_Supplied text_:
Show HN: Low code Jupyter Notebook alternative with dashboards - pplonski86
https://github.com/mljar/mljar-studio
======
pplonski86
In 2016 I've created web service for building Machine Learning models in the
cloud. However, I wasn't happy with it because it only allows building ML
models on already prepared data. So I've started searching for a nice way for
preparing data in a low code manner.

At first, I was considering GUI with drag and drop nodes, where each node
represents an operation on data. I wasn't happy with that solution because it
can easily get messy (spaghetti of nodes) and it is untestable. So I keep
searching ...

It came to me that the best low-code solution will be a code itself, with GUI
to generate the code. I was looking for the best way to execute the arbitrary
code on the web and I came to Jupyter Notebook.

As a result, I've started working on the MLJAR Studio. It has frontend created
in react and redux. It connects to Jupyter Notebook (for computation) and
Django server (store and manage the project).

Users can generate code by clicking. All code creates a script that can be
executed.

All results are represented as widgets and can be easily shared with others by
sending a link.

_Written tasks_:
(a) Say whether each statement agrees with the MLJAR Studio post, answering yes or no and quoting the deciding words: (i) The frontend is built with React and Redux. (ii) The author settled on a drag-and-drop node interface. (iii) Results can be shared by sending a link.
(b) According to the MLJAR Studio post, what does the tool connect to for computation?
(c) Write the next part of the MLJAR Studio post, picking up after its last sentence.

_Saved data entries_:
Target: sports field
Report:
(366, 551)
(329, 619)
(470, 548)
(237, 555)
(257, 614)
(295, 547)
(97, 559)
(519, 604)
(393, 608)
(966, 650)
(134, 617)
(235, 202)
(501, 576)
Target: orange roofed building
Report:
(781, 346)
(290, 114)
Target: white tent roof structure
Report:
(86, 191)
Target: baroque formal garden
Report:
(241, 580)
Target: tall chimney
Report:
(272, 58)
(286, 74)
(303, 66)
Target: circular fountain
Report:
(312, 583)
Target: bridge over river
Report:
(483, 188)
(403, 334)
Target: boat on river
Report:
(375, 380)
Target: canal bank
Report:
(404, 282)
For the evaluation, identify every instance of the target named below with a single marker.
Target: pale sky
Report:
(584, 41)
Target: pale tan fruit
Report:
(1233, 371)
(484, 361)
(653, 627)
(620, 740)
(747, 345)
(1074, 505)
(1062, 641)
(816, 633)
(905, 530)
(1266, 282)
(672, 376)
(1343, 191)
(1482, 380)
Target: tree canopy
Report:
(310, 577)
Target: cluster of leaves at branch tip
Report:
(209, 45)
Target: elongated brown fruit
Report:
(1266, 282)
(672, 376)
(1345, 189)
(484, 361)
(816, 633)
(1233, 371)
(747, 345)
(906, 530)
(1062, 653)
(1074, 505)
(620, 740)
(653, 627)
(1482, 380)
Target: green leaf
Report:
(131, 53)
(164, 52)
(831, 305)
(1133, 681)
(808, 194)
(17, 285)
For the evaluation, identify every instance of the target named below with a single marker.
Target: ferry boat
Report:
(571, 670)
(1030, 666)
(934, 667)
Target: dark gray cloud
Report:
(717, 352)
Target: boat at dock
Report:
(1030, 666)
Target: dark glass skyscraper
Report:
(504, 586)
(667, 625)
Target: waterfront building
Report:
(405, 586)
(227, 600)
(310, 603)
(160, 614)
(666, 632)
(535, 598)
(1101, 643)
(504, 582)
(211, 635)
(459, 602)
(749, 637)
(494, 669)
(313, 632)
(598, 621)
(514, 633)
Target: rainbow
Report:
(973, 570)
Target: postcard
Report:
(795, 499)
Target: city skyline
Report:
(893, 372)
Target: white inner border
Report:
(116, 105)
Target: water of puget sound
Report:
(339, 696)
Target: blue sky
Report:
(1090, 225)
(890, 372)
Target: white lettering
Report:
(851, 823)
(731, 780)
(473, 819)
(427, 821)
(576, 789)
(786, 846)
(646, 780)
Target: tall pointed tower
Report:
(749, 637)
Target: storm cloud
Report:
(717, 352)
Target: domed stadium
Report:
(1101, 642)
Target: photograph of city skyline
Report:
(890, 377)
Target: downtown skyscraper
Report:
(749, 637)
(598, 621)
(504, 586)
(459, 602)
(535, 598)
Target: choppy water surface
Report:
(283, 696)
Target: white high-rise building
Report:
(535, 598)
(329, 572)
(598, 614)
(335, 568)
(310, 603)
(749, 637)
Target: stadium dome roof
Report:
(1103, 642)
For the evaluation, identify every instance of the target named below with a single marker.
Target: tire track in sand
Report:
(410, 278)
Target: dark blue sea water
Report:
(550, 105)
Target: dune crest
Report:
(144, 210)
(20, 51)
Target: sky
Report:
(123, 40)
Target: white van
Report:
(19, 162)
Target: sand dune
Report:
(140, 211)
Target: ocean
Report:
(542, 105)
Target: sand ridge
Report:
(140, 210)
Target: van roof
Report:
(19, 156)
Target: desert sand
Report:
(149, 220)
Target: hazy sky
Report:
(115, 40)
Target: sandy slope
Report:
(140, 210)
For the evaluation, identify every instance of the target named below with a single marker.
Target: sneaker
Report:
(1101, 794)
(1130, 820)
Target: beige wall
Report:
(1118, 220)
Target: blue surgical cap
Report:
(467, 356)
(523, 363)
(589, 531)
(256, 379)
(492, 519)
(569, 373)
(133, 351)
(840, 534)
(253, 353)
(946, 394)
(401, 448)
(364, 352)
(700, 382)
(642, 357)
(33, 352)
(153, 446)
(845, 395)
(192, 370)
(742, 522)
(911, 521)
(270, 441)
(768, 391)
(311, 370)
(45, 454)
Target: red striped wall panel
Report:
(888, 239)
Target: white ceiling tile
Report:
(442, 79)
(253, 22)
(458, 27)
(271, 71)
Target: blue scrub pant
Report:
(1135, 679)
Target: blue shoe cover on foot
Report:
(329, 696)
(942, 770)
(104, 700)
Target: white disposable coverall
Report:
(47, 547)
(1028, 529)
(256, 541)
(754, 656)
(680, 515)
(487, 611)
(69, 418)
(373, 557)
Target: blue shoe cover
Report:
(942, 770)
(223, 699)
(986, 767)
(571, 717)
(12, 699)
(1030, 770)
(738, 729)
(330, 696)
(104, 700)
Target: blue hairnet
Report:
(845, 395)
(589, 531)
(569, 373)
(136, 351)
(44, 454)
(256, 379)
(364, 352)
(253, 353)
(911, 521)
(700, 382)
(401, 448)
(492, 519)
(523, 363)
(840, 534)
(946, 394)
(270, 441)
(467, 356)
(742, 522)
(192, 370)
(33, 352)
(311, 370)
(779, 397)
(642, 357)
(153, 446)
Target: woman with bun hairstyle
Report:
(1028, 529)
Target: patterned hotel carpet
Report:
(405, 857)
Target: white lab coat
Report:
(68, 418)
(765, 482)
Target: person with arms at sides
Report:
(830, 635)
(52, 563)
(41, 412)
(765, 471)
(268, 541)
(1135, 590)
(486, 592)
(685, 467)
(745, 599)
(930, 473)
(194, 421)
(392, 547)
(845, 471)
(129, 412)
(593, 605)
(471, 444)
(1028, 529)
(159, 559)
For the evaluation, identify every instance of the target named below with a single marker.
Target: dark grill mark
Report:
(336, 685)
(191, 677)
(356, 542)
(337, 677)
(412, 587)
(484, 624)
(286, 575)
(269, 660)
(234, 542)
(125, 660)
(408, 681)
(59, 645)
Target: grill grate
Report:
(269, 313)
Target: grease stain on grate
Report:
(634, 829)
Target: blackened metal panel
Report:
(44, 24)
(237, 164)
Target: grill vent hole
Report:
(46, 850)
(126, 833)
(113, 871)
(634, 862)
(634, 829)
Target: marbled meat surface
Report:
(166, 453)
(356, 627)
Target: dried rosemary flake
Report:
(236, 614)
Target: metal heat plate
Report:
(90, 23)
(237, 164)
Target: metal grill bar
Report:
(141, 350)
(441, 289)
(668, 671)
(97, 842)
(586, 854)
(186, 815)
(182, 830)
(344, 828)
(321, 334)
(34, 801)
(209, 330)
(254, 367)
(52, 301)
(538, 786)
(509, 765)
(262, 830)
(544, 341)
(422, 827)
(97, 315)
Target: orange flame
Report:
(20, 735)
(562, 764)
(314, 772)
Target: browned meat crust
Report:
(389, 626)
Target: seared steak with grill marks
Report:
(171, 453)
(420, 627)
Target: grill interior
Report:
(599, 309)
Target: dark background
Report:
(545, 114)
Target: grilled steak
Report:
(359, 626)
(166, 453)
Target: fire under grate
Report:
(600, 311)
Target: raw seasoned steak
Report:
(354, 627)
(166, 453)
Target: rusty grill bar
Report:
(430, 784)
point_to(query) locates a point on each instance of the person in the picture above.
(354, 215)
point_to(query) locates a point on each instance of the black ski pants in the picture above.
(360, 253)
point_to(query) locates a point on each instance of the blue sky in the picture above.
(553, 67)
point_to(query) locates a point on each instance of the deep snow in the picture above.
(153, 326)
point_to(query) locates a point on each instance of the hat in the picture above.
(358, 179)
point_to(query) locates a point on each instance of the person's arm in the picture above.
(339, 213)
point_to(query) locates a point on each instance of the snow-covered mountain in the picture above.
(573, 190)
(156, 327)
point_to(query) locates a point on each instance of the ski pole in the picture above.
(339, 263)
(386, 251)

_Responses by task_:
(a)
(i) Yes: "It has frontend created in react and redux."
(ii) No: "I wasn't happy with that solution because it can easily get messy (spaghetti of nodes) and it is untestable."
(iii) Yes: "All results are represented as widgets and can be easily shared with others by sending a link."

(b) Jupyter Notebook.

(c)
There is still a lot of work to do: more operations covered with GUI, the
interaction between widgets and code, periodic runs of scripts, ability to
connect with databases and APIs, and of course support for ML.

In the future, I would like to have two versions of MLJAR Studio: open-source
version and pro-version with additional features.

Demo address: [http://204.48.28.64:8000/](http://204.48.28.64:8000/) (you
don't need to set account, be careful, it is one user only, so everyone can
see your activities and data, and it uses HTTP!, the address will be active
for 1 week).

------
amirathi
Congrats on shipping!

I played with the demo & liked the capability of quickly inserting a snippet
of code by selecting + customising a widget. The idea of making it quickly
shareable / deployable apps is also very powerful. You product is along the
lines of Streamlit / Voila / Plotly dash. Write plain python to make
deployable front end apps for dashboarding etc (additionally you help writing
that python with readymade snippets).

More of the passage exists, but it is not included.